-- Page extract start --

# Random Variables and Distribution Simulation

In [None]:
%%html
<link rel="stylesheet" type="text/css" href="../styles/styles.css">

In [None]:
import matplotlib.pyplot as plt
import matplotlib.patches as mpatches
import numpy as np
from scipy import stats
import math

## Distribution Simulation

The objective of this section is to study how different random phenomena can be simulated from the uniform distribution on $[0, 1]$, $U \sim \mathcal{U}_{[0,1]}$​.

To generate a number from the uniform distribution, we can use the function `random.random()` or `random.uniform(a, b)`, where `a`
and `b` are the bounds of the interval on which the random variable is defined.

In [None]:
# pseudo-random real number from uniform distribution on [0, 1) and uniform distribution
from random import random, uniform

In [None]:
# random number between 0 and 1
u1 = random()
print(u1)
u2 = uniform(a=0, b=1)
print(u2)

We will consider 2 cases: discrete and continuous.

### Discrete Distributions

Let $U \sim \mathcal{U}_{[0,1]}$, $X$  be a discrete random variable with values $\{x_1, x_2, ..., x_n\}$ and $\mathbb{P}(X = x_i) = p_i$, $\sum_{i}p_i = 1$.

To simulate the distribution of $X$, we divide the interval $[0,1]$ into sub-intervals such that the length of sub-interval $i$ is $p_i$​:

$$X = \left\{\begin{array}{ll} x_0 & \text{if } U < p_0 \\ 
x_1 & \text{if } p_0 \leq U < p_0 + p_1 \\  
... \\
x_j & \text{if } \sum_{k=0}^{j-1}p_k \leq U < \sum_{k=0}^{j}p_k 
\end{array}\right.$$

In other words:
$$X = x_j \text{ if } F(x_{j-1}) \leq U < F(x_j)$$

where $F(x)$ is the cumulative distribution function of $X$.

-- Page extract end --
-- Provided material start --

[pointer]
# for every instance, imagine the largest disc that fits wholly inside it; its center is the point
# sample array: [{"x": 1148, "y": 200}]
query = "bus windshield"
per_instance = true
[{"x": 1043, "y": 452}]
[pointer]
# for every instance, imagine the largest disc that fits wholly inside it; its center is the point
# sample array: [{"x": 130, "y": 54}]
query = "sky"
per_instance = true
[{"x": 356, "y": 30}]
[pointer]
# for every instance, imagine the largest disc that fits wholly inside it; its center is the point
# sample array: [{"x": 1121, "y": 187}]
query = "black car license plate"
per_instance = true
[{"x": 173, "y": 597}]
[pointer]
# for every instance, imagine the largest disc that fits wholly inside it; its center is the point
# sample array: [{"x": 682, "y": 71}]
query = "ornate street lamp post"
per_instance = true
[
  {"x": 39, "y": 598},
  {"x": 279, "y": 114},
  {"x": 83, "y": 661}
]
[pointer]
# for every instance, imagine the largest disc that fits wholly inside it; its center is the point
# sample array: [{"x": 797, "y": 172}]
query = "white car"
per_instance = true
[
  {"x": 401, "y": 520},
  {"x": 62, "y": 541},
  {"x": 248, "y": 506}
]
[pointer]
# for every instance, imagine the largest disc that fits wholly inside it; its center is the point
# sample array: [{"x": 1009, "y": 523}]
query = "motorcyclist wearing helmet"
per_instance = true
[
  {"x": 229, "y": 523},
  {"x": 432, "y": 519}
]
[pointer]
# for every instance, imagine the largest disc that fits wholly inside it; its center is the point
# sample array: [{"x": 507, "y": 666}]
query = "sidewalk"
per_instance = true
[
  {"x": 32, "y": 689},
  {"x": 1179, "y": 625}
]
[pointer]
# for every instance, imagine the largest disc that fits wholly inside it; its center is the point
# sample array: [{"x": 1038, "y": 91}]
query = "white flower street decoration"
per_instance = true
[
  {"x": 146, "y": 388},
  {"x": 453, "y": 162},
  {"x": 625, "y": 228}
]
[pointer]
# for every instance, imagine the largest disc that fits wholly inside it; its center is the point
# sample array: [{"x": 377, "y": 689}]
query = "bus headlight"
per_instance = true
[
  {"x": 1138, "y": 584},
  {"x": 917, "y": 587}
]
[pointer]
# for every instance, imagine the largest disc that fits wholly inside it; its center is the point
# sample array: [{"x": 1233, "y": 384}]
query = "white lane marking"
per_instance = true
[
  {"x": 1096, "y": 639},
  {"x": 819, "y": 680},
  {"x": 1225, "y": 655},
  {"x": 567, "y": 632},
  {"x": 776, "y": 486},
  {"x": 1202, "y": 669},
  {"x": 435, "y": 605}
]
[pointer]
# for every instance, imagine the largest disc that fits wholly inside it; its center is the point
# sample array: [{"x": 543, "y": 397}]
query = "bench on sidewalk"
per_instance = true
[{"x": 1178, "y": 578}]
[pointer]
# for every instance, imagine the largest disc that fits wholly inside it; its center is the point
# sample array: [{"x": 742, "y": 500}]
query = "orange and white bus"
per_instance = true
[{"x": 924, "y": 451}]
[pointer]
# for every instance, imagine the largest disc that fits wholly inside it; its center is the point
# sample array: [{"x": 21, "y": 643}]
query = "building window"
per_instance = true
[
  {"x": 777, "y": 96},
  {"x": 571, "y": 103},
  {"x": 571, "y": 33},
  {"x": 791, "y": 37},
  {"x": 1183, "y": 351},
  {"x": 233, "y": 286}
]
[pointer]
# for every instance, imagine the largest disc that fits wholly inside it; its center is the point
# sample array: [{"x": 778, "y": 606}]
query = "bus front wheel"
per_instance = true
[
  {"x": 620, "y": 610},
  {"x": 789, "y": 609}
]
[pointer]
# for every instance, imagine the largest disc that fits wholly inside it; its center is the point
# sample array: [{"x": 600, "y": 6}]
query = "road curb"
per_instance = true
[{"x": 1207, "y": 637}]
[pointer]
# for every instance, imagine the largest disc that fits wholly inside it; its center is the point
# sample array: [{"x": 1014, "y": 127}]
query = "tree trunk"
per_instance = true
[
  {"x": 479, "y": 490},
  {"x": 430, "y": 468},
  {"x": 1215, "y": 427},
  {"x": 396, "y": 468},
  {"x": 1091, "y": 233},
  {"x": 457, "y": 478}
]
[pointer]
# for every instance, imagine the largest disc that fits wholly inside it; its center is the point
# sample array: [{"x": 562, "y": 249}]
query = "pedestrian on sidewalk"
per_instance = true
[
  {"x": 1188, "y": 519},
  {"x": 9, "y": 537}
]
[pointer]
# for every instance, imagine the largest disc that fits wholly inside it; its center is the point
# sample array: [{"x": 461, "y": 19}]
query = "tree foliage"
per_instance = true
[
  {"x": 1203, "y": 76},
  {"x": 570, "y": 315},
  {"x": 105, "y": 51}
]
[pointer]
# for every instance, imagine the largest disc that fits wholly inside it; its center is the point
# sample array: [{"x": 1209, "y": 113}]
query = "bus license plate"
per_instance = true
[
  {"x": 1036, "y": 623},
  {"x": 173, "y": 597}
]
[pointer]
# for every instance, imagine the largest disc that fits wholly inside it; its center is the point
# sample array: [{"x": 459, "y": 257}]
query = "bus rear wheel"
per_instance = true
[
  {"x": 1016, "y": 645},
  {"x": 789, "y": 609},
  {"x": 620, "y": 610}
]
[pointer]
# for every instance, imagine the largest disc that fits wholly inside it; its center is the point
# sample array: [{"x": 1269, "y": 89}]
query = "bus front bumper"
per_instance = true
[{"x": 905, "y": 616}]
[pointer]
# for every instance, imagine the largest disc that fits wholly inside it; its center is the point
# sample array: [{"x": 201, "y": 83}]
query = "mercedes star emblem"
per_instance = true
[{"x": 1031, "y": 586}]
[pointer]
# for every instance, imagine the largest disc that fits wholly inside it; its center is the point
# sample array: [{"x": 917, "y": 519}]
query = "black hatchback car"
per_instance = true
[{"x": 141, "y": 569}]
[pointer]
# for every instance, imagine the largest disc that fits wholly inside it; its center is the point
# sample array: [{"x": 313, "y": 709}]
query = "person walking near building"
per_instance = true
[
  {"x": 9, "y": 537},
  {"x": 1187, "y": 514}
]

-- Provided material end --

**Given task 1:** According to the distribution simulation text, which two functions can generate a number from the uniform distribution?
**Given task 2:** Translate this sentence from the distribution simulation text into Spanish: "We will consider 2 cases: discrete and continuous."
**Given task 3:** Pick up the distribution simulation text after its final sentence and write what comes next.

**Answer 1:** `random.random()` and `random.uniform(a, b)`.

**Answer 2:** Consideraremos 2 casos: discreto y continuo.

**Answer 3:**
$\mathbb{P}(X=x_j) = \mathbb{P}\left(\sum_{k=0}^{j_1}p_k \leq U < \sum_{k=0}^{j}p_k \right) = p_j$


#### Bernoulli Distribution

Let $X$ be a discrete random variable that follows the Bernoulli distribution with parameter $p$, $\mathcal{B}(p)$, e.g. a coin flip. Then, we can present the random variable $X$ as follows:

$$X = \left\{\begin{array}{ll} 1 & \text{if } U < p \\ 
0 & \text{if } U \geq p\end{array}\right.$$

Then:

$$\mathbb{P}(success) = \mathbb{P}(X = 1) = \mathbb{P}(U < p) = p$$

Note that in this case, the interval $[0, 1]$ is divided into 2 parts: one of length $p$ and the other of length $1-p$. The value of $X$ is then defined by the condition in which part the value of $U$ falls.

Write the function `bernoulli(p)` that calculates a value of $X$ that follows the Bernoulli distribution with parameter $p$.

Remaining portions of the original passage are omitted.